*Texte fourni*:
···

La diaspora syrienne a manifesté sa joie dans les rues de Berlin et d'autres villes allemandes à l'annonce de la prise de Damas, le 8 décembre.
"C'est un sentiment indescriptible, et je ne peux pas l'exprimer parce que c'est une blessure dans le cœur qui était profonde, et aujourd'hui elle est guérie !", confie un manifestant, visiblement ému.
Un autre renchérit : "Nous avons toujours l'impression de rêver. Nous n'arrivons pas à croire que nous avons libéré la Syrie du régime de Bachar el-Assad et des milices iraniennes !"
Premiers appels au retour de Syriens
Pendant que la rue jubilait et à peine la chute de Bachar al-Assad était-elle confirmée que déjà, les premières déclarations sur le retour des réfugiés syriens dans leur pays fusaient en Allemagne.

···

*Données fournies*:

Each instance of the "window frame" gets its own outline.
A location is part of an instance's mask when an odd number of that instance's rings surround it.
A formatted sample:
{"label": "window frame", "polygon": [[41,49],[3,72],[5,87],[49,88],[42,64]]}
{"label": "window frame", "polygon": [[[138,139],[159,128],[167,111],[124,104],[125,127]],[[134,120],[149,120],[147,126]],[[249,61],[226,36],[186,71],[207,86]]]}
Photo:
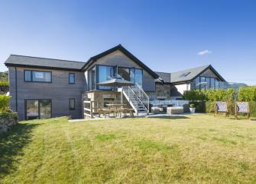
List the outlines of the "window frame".
{"label": "window frame", "polygon": [[[70,82],[70,75],[74,75],[74,82]],[[76,84],[76,73],[69,73],[69,84]]]}
{"label": "window frame", "polygon": [[[71,100],[74,100],[74,107],[71,108]],[[75,110],[76,109],[76,98],[70,98],[70,110]]]}
{"label": "window frame", "polygon": [[[26,81],[25,73],[26,71],[31,72],[31,81]],[[33,80],[33,71],[35,72],[47,72],[50,74],[50,81],[34,81]],[[39,82],[39,83],[52,83],[53,82],[53,73],[51,71],[40,71],[40,70],[24,70],[24,82]]]}
{"label": "window frame", "polygon": [[40,107],[40,103],[41,100],[49,100],[50,103],[50,118],[53,118],[53,100],[51,99],[24,99],[24,119],[28,121],[28,114],[27,114],[27,101],[29,100],[34,100],[38,101],[38,119],[41,119],[41,107]]}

···

*Tâches à réaliser*:
• A. Recopiez le passage du texte sur la diaspora syrienne qui commence par les mots contenant « Premiers appels au » et se termine par « fusaient en Allemagne. ».
• B. Poursuivez le texte sur la diaspora syrienne là où il s'arrête.

*Réponses par tâche*:
• A.
Premiers appels au retour de Syriens
Pendant que la rue jubilait et à peine la chute de Bachar al-Assad était-elle confirmée que déjà, les premières déclarations sur le retour des réfugiés syriens dans leur pays fusaient en Allemagne.

• B.
Le coup d'envoi a été donné dès dimanche par le parti d'extrême-droite AfD. Alice Weidel, tout juste nommée candidate à la chancellerie par son parti pour les élections législatives anticipées de février prochain, a posté sur X que ceux qui célèbrent la "Syrie libre" n'avaient manifestement plus de raison de rester en Allemagne et devraient "rentrer immédiatement dans leur pays".
Ni ce positionnement, ni la rapidité de réaction de l'AfD n'étonnent l'historien Dieter Gosewinkel, professeur à l'Université libre de Berlin. Il rappelle le contexte historique de l'arrivée de nombreux Syriens en Allemagne.
"L'entrée des réfugiés syriens en Allemagne en 2015-2016 a été le point le plus important pour ce grand débat sur l'immigration en Allemagne qui persiste jusqu'à aujourd'hui. Beaucoup de gens l'appellent la ‘crise migratoire’, déclenchée par le grand nombre de Syriens qui entraient en Allemagne, admis par la chancelière de l'époque, Angela Merkel."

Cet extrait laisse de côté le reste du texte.